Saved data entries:
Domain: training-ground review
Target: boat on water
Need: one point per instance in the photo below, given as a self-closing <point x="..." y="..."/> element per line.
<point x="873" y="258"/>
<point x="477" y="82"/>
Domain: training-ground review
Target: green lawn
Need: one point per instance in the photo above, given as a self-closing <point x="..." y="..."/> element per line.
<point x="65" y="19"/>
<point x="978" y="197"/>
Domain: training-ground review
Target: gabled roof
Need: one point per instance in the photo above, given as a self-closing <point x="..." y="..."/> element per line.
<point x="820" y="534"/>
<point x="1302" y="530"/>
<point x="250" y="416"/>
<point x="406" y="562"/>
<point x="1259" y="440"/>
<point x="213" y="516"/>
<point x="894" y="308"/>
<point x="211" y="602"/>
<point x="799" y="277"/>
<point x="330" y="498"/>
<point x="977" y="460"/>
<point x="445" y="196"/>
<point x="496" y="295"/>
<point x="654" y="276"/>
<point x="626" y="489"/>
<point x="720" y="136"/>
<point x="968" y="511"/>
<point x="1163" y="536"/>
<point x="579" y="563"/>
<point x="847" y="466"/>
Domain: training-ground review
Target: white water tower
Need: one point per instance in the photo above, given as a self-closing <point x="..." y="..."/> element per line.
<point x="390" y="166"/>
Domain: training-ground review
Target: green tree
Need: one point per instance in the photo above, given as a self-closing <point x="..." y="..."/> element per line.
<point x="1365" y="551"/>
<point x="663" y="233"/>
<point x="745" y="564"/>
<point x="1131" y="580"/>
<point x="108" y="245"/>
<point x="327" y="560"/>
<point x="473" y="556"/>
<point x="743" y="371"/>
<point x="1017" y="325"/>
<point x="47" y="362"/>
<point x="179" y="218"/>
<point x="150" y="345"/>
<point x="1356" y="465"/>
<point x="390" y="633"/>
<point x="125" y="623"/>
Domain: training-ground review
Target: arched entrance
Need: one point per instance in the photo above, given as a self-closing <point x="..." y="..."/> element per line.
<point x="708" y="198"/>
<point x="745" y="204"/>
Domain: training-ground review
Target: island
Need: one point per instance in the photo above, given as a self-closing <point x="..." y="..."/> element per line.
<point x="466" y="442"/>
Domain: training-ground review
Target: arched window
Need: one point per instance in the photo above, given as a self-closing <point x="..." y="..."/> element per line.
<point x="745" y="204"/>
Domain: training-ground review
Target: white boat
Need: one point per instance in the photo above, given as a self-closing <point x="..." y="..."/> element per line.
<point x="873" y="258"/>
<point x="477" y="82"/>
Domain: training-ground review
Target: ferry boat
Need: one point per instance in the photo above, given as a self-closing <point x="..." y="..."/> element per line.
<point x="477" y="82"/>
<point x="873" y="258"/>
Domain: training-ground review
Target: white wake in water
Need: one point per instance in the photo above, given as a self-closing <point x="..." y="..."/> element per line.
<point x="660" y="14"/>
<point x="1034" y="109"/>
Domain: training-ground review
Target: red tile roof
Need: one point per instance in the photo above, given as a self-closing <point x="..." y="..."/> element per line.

| What you are asked to do |
Transcribe the data above verbatim.

| Finished exercise |
Domain: training-ground review
Target: boat on water
Need: one point per instance in the photo below, given as a self-closing <point x="..." y="..."/> element per line.
<point x="873" y="258"/>
<point x="477" y="82"/>
Domain: training-ground review
Target: green lawn
Need: one point per instance in the photo above, given as a self-closing <point x="..." y="..."/> element per line.
<point x="65" y="19"/>
<point x="978" y="197"/>
Domain: training-ground review
Target: gabled roof
Need: one point per instance in the photo above, given as a self-closing <point x="..." y="..."/> element per line.
<point x="820" y="534"/>
<point x="1302" y="530"/>
<point x="250" y="416"/>
<point x="406" y="562"/>
<point x="1259" y="440"/>
<point x="213" y="516"/>
<point x="894" y="308"/>
<point x="211" y="602"/>
<point x="799" y="277"/>
<point x="330" y="498"/>
<point x="977" y="460"/>
<point x="445" y="196"/>
<point x="496" y="295"/>
<point x="654" y="276"/>
<point x="626" y="489"/>
<point x="720" y="136"/>
<point x="968" y="511"/>
<point x="1163" y="536"/>
<point x="579" y="563"/>
<point x="847" y="466"/>
Domain: training-ground review
Target: white water tower
Need: one point per instance in the photo above, given as a self-closing <point x="..." y="..."/> element per line.
<point x="390" y="166"/>
Domain: training-ground review
Target: green tree
Need: one point per instance in the photo above, given as a self-closing <point x="..." y="..."/> element per line.
<point x="1365" y="551"/>
<point x="663" y="233"/>
<point x="745" y="564"/>
<point x="1131" y="580"/>
<point x="108" y="245"/>
<point x="327" y="560"/>
<point x="473" y="556"/>
<point x="743" y="371"/>
<point x="1017" y="325"/>
<point x="47" y="362"/>
<point x="179" y="218"/>
<point x="150" y="345"/>
<point x="1356" y="465"/>
<point x="390" y="633"/>
<point x="125" y="623"/>
Domain: training-ground review
Target: arched entrance
Need: one point per instance in the photo above, given as a self-closing <point x="..." y="..."/> element per line.
<point x="708" y="198"/>
<point x="745" y="204"/>
Domain: training-ground review
Target: island
Need: one point per instance in the photo above, given as a self-closing <point x="..." y="..."/> element per line.
<point x="466" y="442"/>
Domain: training-ground review
Target: arched window
Need: one point per instance in the photo above, given as a self-closing <point x="..." y="..."/> element per line.
<point x="745" y="204"/>
Domain: training-ground review
Target: white boat
Need: one point per instance in the photo above, given as a self-closing <point x="..." y="..."/> element per line.
<point x="873" y="258"/>
<point x="477" y="82"/>
Domain: training-ground review
Target: ferry boat
Need: one point per instance in the photo above, given as a self-closing <point x="..." y="..."/> element per line.
<point x="477" y="82"/>
<point x="873" y="258"/>
Domain: training-ground review
Target: white wake in water
Need: one point per instance in the photo above, given as a self-closing <point x="..." y="..."/> element per line.
<point x="660" y="14"/>
<point x="1034" y="109"/>
Domain: training-ground review
Target: red tile roof
Need: one point per instance in the photo above, given as a self-closing <point x="..." y="..."/> element per line.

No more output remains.